■ Description of the task
Copy all of the records word for word.

■ Entries supplied
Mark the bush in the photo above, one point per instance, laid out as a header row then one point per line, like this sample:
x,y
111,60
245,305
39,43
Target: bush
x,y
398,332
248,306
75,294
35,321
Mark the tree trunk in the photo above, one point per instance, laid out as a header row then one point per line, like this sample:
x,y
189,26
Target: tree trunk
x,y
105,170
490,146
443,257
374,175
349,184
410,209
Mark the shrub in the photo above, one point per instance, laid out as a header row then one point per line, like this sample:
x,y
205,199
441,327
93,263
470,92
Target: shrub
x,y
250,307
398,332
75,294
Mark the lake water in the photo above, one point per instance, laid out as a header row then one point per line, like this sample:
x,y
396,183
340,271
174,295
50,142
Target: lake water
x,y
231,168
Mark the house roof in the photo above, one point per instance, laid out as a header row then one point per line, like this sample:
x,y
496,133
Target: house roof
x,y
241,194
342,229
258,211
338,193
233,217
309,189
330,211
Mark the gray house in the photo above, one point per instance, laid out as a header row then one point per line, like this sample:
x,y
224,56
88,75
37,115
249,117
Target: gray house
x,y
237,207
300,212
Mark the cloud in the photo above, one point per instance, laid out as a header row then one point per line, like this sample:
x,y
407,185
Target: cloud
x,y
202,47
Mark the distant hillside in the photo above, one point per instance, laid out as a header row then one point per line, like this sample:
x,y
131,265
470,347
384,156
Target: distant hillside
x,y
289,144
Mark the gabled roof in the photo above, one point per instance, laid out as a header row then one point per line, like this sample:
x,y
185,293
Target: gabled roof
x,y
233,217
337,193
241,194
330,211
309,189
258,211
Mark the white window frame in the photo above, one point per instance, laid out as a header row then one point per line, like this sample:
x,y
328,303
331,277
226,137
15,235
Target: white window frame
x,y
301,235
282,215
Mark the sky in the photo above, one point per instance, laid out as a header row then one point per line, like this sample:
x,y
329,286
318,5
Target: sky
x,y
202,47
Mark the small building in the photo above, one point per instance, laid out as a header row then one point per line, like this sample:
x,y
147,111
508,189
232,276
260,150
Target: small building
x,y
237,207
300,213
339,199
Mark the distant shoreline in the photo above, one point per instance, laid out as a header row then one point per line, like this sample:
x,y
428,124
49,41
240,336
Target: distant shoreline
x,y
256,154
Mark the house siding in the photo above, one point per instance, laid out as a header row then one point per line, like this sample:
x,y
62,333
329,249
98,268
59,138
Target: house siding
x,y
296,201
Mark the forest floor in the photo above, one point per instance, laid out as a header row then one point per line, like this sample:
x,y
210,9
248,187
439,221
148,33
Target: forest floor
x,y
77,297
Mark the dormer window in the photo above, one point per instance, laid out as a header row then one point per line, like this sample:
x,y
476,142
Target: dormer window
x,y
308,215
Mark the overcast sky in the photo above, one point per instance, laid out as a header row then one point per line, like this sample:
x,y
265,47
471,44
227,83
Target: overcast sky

■ Final answer
Mark the bush in the photo above, one point per instance, laid out as a header row then one point per line, like this sample:
x,y
111,60
245,305
39,43
Target: bush
x,y
398,332
248,306
75,294
35,321
Mark the tree trunk in the photo above, one point per instance, laid out as a header row then one point per line, like this sample:
x,y
189,26
Target: tree trunk
x,y
105,170
490,146
443,257
374,175
349,184
410,209
Mark the shrub in the photo above, one point per instance, laid out as a header row then one point per line, like this sample:
x,y
205,199
441,327
93,263
470,92
Target: shrub
x,y
250,307
398,332
75,294
Mark the lake water in the photo above, one point per instance, laid out as a header row then one point per line, like this sample:
x,y
396,183
340,271
174,295
50,142
Target: lake water
x,y
231,168
Mark the house roof in the photo above, one point per instance, laid out as a header row then one point per line, like this sample:
x,y
496,133
Target: house roof
x,y
241,194
342,229
258,211
338,193
233,217
309,189
330,211
Mark the gray house in the photo above, one point per instance, laid out as a header row then one point per line, like this sample:
x,y
224,56
88,75
37,115
249,117
Target: gray house
x,y
237,207
300,212
Mark the cloud in the photo above, one point per instance, laid out as a header row then one point per line, like this sample:
x,y
407,185
Target: cloud
x,y
202,47
Mark the distant hillside in the photo above, one point per instance, laid out as a header row then one point per line, like this sample:
x,y
131,265
470,347
384,156
Target: distant hillside
x,y
289,144
Mark the gabled roof in the photo above, one point per instance, laid out as a header row then one point per line, like this sample:
x,y
185,293
Target: gabled roof
x,y
233,217
337,193
241,194
330,211
309,189
258,211
Mark the white window frame in the photo above, one point per instance, laid out as a header row then one point per line, like this sample:
x,y
328,303
331,277
226,137
15,235
Target: white window frame
x,y
301,235
282,215
Mark the sky in the photo above, one point per instance, laid out as a header row then one point per line, like this sample:
x,y
329,286
318,5
Target: sky
x,y
202,47
Mark the small building in the photo above, one point per instance, laid out as a header row then one point per line, like this sample:
x,y
147,111
508,189
232,276
260,150
Target: small building
x,y
237,207
300,213
339,199
Mark the distant shoreline in the photo above, one point per instance, laid out as a header row then one point per line, like this sample:
x,y
428,124
49,41
240,336
Target: distant shoreline
x,y
256,154
Mark the house siding in the photo above, one point per instance, laid out as a header row then one point per line, like this sample:
x,y
62,333
329,249
98,268
59,138
Target: house siding
x,y
296,201
Mark the forest floor in the photo above, one point per instance, laid out as a header row then one point per line, like this sample:
x,y
210,9
248,187
439,221
148,33
Target: forest floor
x,y
77,297
Mark the dormer window in the photo above, one point per instance, laid out as a header row then one point per line, like this sample:
x,y
476,142
Target: dormer window
x,y
308,215
Mark the overcast sky in the photo above, one point per instance, laid out as a header row then one point per line, like this sample:
x,y
265,47
471,44
227,83
Target: overcast sky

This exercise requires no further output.